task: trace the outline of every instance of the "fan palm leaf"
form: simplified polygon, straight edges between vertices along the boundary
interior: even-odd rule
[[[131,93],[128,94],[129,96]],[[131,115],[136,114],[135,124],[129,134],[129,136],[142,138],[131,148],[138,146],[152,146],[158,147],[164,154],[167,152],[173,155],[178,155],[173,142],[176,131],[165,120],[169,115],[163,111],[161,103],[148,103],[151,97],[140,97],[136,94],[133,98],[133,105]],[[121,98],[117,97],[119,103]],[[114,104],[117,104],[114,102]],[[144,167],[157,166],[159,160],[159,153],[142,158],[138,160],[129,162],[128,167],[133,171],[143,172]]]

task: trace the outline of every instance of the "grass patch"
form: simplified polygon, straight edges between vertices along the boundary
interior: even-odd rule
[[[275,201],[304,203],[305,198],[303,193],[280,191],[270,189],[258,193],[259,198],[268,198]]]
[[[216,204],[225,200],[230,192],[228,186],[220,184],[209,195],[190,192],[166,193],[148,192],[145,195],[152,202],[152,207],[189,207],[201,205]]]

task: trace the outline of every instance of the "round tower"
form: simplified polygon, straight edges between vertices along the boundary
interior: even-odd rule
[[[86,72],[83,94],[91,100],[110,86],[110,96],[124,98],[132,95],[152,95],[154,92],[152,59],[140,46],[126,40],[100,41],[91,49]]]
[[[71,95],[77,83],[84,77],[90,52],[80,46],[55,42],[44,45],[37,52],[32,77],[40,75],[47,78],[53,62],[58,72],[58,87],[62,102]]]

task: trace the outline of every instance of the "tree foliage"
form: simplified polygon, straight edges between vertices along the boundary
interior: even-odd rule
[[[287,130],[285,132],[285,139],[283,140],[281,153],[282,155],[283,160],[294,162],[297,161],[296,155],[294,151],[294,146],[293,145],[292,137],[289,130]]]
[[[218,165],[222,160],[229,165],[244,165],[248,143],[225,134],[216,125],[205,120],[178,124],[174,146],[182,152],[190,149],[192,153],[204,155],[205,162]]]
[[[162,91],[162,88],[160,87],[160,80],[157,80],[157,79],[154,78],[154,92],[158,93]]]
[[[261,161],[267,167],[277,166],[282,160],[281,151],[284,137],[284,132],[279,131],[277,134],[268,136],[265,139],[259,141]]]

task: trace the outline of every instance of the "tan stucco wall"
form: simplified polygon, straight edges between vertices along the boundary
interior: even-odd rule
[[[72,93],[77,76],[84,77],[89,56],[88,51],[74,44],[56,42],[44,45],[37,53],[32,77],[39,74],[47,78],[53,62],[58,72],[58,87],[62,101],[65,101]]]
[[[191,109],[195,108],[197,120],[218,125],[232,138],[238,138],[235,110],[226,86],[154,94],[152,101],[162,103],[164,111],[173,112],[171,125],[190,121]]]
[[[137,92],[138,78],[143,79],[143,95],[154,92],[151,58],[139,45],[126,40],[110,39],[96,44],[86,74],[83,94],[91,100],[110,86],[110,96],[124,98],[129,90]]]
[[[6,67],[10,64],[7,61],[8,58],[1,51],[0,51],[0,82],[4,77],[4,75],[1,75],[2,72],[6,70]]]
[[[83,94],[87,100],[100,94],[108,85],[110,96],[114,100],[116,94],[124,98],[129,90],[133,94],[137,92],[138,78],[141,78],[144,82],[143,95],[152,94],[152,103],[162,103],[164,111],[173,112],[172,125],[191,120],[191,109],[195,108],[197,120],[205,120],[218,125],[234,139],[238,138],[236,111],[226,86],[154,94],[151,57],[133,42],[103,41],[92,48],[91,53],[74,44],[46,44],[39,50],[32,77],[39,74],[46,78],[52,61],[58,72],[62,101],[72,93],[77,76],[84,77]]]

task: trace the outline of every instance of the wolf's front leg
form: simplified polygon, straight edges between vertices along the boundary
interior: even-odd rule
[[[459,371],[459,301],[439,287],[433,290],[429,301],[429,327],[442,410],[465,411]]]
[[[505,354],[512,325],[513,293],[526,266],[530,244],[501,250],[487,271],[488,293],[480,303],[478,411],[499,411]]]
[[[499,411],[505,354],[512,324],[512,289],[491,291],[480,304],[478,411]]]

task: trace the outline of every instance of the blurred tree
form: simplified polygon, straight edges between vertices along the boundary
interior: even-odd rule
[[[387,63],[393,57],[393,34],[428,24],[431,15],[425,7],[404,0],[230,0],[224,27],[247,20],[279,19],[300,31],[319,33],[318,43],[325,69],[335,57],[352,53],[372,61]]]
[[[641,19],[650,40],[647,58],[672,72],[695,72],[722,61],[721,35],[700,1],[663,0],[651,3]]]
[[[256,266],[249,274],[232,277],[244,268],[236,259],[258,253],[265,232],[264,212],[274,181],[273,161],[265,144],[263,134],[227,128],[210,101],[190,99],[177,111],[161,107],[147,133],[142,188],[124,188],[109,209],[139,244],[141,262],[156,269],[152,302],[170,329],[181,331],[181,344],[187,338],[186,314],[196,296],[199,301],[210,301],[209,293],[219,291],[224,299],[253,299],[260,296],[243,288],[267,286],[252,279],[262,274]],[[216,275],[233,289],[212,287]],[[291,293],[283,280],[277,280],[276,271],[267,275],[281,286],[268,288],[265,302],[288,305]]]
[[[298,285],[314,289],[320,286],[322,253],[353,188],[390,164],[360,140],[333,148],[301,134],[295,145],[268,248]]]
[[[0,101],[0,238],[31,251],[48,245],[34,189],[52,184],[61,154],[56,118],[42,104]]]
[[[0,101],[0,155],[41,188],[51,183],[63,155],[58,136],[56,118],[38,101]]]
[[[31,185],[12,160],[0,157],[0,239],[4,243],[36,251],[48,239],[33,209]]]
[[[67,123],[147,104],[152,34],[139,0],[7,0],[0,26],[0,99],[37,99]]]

++++++++

_Exercise objective_. Copy out the whole listing exactly.

_Result of the task_.
task: trace the outline of every instance of the "fan palm leaf"
form: simplified polygon, straight edges between vertices along the boundary
interior: even-odd rule
[[[131,93],[128,94],[129,96]],[[131,115],[136,114],[135,124],[129,134],[129,136],[142,138],[131,148],[138,146],[152,146],[158,147],[164,154],[167,152],[173,155],[178,155],[173,142],[176,131],[165,120],[169,115],[163,111],[161,103],[148,103],[151,97],[140,97],[136,94],[133,98],[133,105]],[[121,98],[117,97],[119,103]],[[114,104],[117,104],[114,102]],[[144,167],[157,166],[159,160],[159,153],[142,158],[138,160],[129,162],[128,167],[133,171],[143,172]]]

task: trace the outline of every instance of the "grass patch"
form: simplified polygon, straight edges between vertices along the boundary
interior: even-odd rule
[[[275,201],[304,203],[305,198],[303,193],[280,191],[270,189],[258,193],[259,198],[268,198]]]
[[[216,204],[225,200],[230,192],[228,186],[220,184],[209,195],[190,192],[166,193],[148,192],[145,195],[152,202],[152,207],[189,207],[201,205]]]

task: trace the outline of every instance of the "round tower"
form: simplified polygon, straight edges between vertices along the boundary
interior: even-odd rule
[[[86,72],[83,94],[91,100],[110,86],[110,96],[124,98],[132,95],[152,95],[154,92],[152,59],[140,46],[126,40],[100,41],[91,49]]]
[[[71,95],[77,83],[84,77],[90,52],[80,46],[55,42],[44,45],[37,52],[32,77],[40,75],[47,78],[53,62],[58,72],[58,87],[62,102]]]

task: trace the outline of every instance of the "tree foliage"
form: simplified polygon, straight edges between vertices along the boundary
interior: even-odd rule
[[[287,130],[285,132],[285,139],[283,140],[281,153],[282,155],[283,160],[294,162],[297,161],[296,155],[294,151],[294,146],[293,145],[292,137],[289,130]]]
[[[218,165],[222,160],[229,165],[244,165],[248,143],[225,134],[216,125],[205,120],[178,124],[174,146],[182,152],[190,149],[192,153],[204,155],[205,162]]]
[[[162,91],[162,88],[160,87],[160,80],[157,80],[157,79],[154,78],[154,92],[158,93]]]
[[[261,161],[267,167],[277,166],[282,160],[281,151],[284,137],[284,132],[279,131],[277,134],[268,136],[265,139],[259,141]]]

task: trace the outline of every instance of the "tan stucco wall"
form: simplified polygon, straight edges between vertices along the boundary
interior: even-odd rule
[[[72,93],[77,76],[84,77],[89,56],[88,51],[74,44],[56,42],[44,45],[37,53],[32,77],[39,74],[47,78],[53,62],[58,72],[58,87],[62,101],[65,101]]]
[[[191,109],[195,108],[197,120],[218,125],[232,138],[238,138],[235,110],[226,86],[154,94],[152,101],[162,103],[164,111],[173,112],[171,125],[190,121]]]
[[[137,92],[138,78],[143,79],[143,95],[154,92],[151,58],[139,45],[126,40],[110,39],[96,44],[86,74],[83,94],[91,100],[110,86],[110,96],[124,98],[129,90]]]
[[[6,67],[10,64],[7,61],[8,58],[1,51],[0,51],[0,82],[4,77],[4,75],[1,75],[2,72],[6,70]]]
[[[83,94],[87,100],[100,94],[108,85],[110,96],[114,100],[116,94],[124,98],[129,90],[133,94],[137,92],[138,78],[141,78],[144,82],[143,95],[152,94],[152,103],[162,103],[164,111],[173,112],[172,125],[191,120],[191,109],[195,108],[197,120],[205,120],[218,125],[234,139],[238,138],[236,111],[226,86],[154,94],[151,57],[133,42],[103,41],[92,48],[91,53],[74,44],[46,44],[39,50],[32,77],[39,74],[46,78],[52,61],[58,72],[62,101],[72,93],[77,76],[84,77]]]

task: trace the outline of every instance of the wolf's front leg
form: simplified polygon, straight edges between vertices along the boundary
interior: even-odd rule
[[[459,371],[459,301],[439,287],[433,290],[429,301],[429,327],[442,410],[465,411]]]
[[[505,354],[512,325],[513,293],[526,266],[530,244],[501,250],[487,271],[488,293],[480,303],[478,411],[499,411]]]
[[[499,411],[505,354],[512,324],[512,289],[491,291],[480,304],[478,411]]]

task: trace the outline of every instance of the blurred tree
form: simplified polygon, straight edges between vertices along the boundary
interior: even-odd rule
[[[387,63],[393,57],[393,34],[428,24],[431,15],[425,7],[404,0],[230,0],[224,27],[247,20],[279,19],[300,31],[319,33],[318,43],[325,69],[335,57],[352,53],[372,61]]]
[[[641,19],[650,40],[647,58],[672,72],[695,72],[722,61],[721,35],[700,1],[663,0],[651,3]]]
[[[256,266],[249,274],[232,277],[244,268],[236,259],[258,253],[265,232],[264,212],[274,181],[273,161],[265,144],[263,134],[227,128],[210,101],[190,99],[177,111],[161,107],[147,133],[142,188],[124,188],[109,209],[139,244],[141,262],[156,269],[152,302],[170,329],[181,331],[181,344],[187,338],[186,314],[196,296],[199,301],[210,301],[209,293],[219,291],[224,299],[253,299],[260,296],[243,288],[267,286],[252,279],[262,274]],[[216,275],[233,289],[212,287]],[[291,293],[283,280],[277,280],[276,271],[267,275],[281,286],[268,288],[265,302],[288,305]]]
[[[298,285],[314,289],[320,286],[322,253],[353,188],[390,164],[360,140],[333,148],[301,134],[295,145],[268,248]]]
[[[0,101],[0,238],[31,251],[48,245],[34,189],[52,184],[61,154],[56,118],[42,104]]]
[[[0,101],[0,155],[41,188],[51,183],[63,155],[58,136],[56,118],[38,101]]]
[[[31,185],[12,160],[0,157],[0,239],[4,243],[36,251],[48,239],[33,209]]]
[[[67,123],[147,104],[152,34],[139,0],[7,0],[0,26],[0,99],[37,99]]]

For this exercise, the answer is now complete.